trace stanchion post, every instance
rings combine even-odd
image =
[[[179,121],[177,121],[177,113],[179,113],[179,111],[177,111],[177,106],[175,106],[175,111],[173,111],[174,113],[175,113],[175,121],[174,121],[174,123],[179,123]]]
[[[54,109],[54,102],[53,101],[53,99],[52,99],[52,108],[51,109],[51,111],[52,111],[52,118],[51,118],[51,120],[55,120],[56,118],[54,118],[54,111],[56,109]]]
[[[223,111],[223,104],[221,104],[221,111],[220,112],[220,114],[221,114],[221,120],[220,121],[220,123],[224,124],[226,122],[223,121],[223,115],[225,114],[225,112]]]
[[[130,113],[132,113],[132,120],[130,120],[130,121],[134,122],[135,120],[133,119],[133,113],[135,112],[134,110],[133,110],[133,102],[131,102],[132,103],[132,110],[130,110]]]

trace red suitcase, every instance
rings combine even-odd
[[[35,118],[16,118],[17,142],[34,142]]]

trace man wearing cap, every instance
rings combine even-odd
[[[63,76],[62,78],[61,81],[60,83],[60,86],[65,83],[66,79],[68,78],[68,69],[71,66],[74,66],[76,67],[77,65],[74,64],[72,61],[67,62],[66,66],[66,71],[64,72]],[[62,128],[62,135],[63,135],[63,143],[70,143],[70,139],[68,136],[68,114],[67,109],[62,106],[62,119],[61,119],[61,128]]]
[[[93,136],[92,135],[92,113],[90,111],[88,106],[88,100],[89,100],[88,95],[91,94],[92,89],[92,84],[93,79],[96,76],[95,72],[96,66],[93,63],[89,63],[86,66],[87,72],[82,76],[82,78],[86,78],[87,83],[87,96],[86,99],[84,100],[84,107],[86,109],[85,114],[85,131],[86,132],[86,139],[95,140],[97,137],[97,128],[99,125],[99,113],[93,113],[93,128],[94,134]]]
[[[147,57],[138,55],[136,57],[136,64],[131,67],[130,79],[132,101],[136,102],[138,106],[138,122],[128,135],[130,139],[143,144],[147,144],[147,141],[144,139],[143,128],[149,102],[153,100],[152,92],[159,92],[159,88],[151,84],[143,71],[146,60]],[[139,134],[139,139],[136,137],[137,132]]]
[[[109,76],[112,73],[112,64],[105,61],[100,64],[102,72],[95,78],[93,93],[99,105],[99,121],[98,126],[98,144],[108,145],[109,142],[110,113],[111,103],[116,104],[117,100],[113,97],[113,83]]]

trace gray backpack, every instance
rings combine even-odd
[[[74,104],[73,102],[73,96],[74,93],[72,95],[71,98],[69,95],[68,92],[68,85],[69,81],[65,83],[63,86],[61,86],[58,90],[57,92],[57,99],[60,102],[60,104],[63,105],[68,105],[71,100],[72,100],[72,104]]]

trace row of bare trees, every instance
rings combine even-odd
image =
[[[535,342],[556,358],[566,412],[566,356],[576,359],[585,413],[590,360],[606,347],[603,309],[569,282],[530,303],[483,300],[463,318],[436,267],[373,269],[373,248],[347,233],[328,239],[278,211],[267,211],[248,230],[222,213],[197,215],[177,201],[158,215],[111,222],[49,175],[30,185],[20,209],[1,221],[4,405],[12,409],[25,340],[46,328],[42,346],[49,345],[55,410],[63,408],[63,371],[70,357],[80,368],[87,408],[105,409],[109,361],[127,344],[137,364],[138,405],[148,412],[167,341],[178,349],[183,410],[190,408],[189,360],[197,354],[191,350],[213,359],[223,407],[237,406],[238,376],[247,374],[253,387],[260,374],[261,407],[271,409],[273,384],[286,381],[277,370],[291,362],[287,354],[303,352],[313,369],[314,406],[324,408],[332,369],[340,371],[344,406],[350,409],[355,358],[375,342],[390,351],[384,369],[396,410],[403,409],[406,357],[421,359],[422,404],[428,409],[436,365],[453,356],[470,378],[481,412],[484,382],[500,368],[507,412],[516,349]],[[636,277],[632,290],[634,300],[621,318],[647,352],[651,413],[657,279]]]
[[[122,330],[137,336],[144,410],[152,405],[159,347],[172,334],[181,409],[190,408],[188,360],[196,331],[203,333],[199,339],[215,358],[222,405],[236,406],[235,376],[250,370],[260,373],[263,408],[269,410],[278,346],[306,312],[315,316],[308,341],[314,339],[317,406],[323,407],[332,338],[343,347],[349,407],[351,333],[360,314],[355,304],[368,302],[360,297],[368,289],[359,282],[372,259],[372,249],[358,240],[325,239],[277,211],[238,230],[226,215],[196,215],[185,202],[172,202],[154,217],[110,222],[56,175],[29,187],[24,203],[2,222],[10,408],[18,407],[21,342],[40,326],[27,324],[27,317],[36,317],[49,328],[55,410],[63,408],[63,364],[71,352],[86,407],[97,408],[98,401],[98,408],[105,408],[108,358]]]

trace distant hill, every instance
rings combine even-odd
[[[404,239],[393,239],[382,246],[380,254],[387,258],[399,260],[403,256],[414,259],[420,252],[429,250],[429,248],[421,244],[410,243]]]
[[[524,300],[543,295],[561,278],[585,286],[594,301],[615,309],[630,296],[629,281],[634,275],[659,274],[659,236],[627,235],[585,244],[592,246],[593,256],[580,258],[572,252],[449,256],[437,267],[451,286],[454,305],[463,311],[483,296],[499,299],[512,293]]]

# # #

- _Written problem_
Reproduce every line of the entries above verbatim, from the first line through the last.

- _Answer for the task_
trace stanchion post, every instance
rings combine even-odd
image =
[[[179,121],[177,121],[177,113],[179,113],[179,111],[177,111],[177,106],[175,106],[175,111],[173,111],[174,113],[175,113],[175,121],[174,121],[174,123],[179,123]]]
[[[54,109],[54,102],[53,101],[53,99],[52,99],[52,108],[51,109],[51,111],[52,111],[52,118],[51,118],[51,120],[55,120],[56,118],[54,118],[54,111],[56,109]]]
[[[223,111],[223,104],[221,104],[221,111],[220,112],[220,114],[221,114],[221,120],[220,121],[220,123],[224,124],[226,122],[223,121],[223,115],[225,114],[225,112]]]
[[[130,113],[132,113],[132,120],[130,120],[130,121],[134,122],[135,120],[133,119],[133,113],[135,112],[134,110],[133,110],[133,102],[131,102],[132,103],[132,110],[130,110]]]

trace red suitcase, every instance
rings combine even-odd
[[[35,118],[16,118],[17,142],[34,142]]]

trace man wearing cap, every instance
rings combine even-odd
[[[63,76],[62,78],[61,81],[60,83],[60,86],[65,83],[66,79],[68,78],[68,69],[71,66],[74,66],[76,67],[77,65],[74,64],[72,61],[67,62],[66,66],[66,71],[64,72]],[[62,128],[62,135],[63,135],[63,143],[70,143],[70,139],[68,136],[68,114],[67,109],[62,106],[62,119],[61,119],[61,128]]]
[[[93,136],[92,135],[92,113],[90,111],[88,106],[88,100],[89,100],[88,95],[91,94],[92,89],[92,84],[93,79],[96,76],[95,72],[96,66],[93,63],[89,63],[86,66],[87,72],[82,76],[82,78],[86,78],[87,83],[87,96],[86,99],[84,100],[84,107],[86,109],[85,114],[85,131],[86,132],[86,139],[95,140],[97,137],[97,128],[99,125],[99,113],[93,113],[93,128],[94,134]]]
[[[147,57],[138,55],[136,57],[136,64],[131,67],[130,79],[132,101],[136,102],[138,106],[138,122],[128,135],[130,139],[143,144],[147,144],[147,141],[144,139],[143,128],[149,102],[153,100],[152,92],[159,92],[159,88],[151,84],[143,71],[146,60]],[[139,134],[139,139],[136,137],[137,132]]]
[[[109,76],[112,73],[112,64],[105,61],[100,64],[102,72],[95,78],[93,93],[99,105],[99,121],[98,126],[98,144],[108,145],[109,142],[110,113],[111,103],[116,104],[117,100],[113,97],[113,83]]]

trace gray backpack, every instance
rings combine even-odd
[[[74,104],[73,102],[73,96],[74,93],[72,95],[71,98],[69,95],[68,92],[68,85],[69,81],[65,83],[63,86],[61,86],[58,90],[57,92],[57,99],[60,102],[60,104],[63,105],[68,105],[71,100],[72,100],[72,104]]]

trace row of bare trees, every instance
rings combine even-odd
image =
[[[535,342],[556,358],[566,412],[566,356],[576,359],[585,413],[590,360],[606,347],[603,309],[569,282],[530,303],[483,300],[463,318],[436,267],[373,269],[373,248],[347,233],[328,239],[278,211],[267,211],[248,230],[222,213],[197,215],[177,201],[158,215],[111,222],[49,175],[30,185],[20,209],[1,221],[4,405],[12,409],[25,340],[46,328],[42,346],[49,345],[55,410],[63,408],[63,371],[70,357],[80,368],[87,408],[105,409],[109,361],[127,344],[137,364],[138,405],[148,412],[167,341],[178,349],[183,410],[190,408],[189,360],[197,354],[191,350],[213,359],[223,407],[237,406],[238,376],[247,374],[253,387],[260,374],[261,407],[271,409],[273,384],[286,381],[277,370],[291,362],[287,354],[303,352],[313,369],[314,406],[324,408],[332,369],[340,371],[344,406],[350,409],[355,358],[375,342],[390,351],[384,369],[396,410],[403,409],[406,357],[421,359],[422,404],[428,409],[436,365],[453,356],[470,378],[481,412],[484,382],[500,368],[507,412],[516,349]],[[636,277],[632,290],[634,300],[621,318],[647,352],[651,413],[657,279]]]
[[[122,330],[137,336],[144,410],[152,405],[159,347],[172,334],[181,409],[190,408],[188,360],[196,331],[203,333],[199,339],[215,358],[222,405],[236,406],[235,376],[250,370],[260,373],[263,408],[269,410],[278,346],[306,312],[315,316],[308,341],[314,339],[317,406],[323,407],[332,338],[343,347],[349,407],[351,333],[360,314],[355,304],[368,302],[360,297],[368,289],[359,282],[372,259],[372,249],[358,240],[325,239],[277,211],[238,230],[226,215],[196,215],[185,202],[172,202],[154,217],[110,222],[56,175],[29,187],[24,203],[2,222],[10,408],[18,407],[21,342],[40,326],[27,324],[27,317],[36,317],[49,328],[55,410],[63,408],[63,364],[71,352],[86,407],[97,408],[98,401],[98,408],[105,408],[108,358]]]

trace distant hill, every instance
rings combine even-odd
[[[404,239],[393,239],[382,246],[380,254],[387,258],[399,260],[403,256],[414,259],[420,252],[429,250],[429,248],[421,244],[410,243]]]
[[[524,300],[543,295],[561,278],[585,286],[594,301],[615,309],[630,296],[629,281],[634,275],[659,274],[659,236],[627,235],[585,244],[592,246],[593,256],[580,258],[572,252],[449,256],[437,267],[451,286],[454,305],[463,311],[483,296],[499,299],[512,293]]]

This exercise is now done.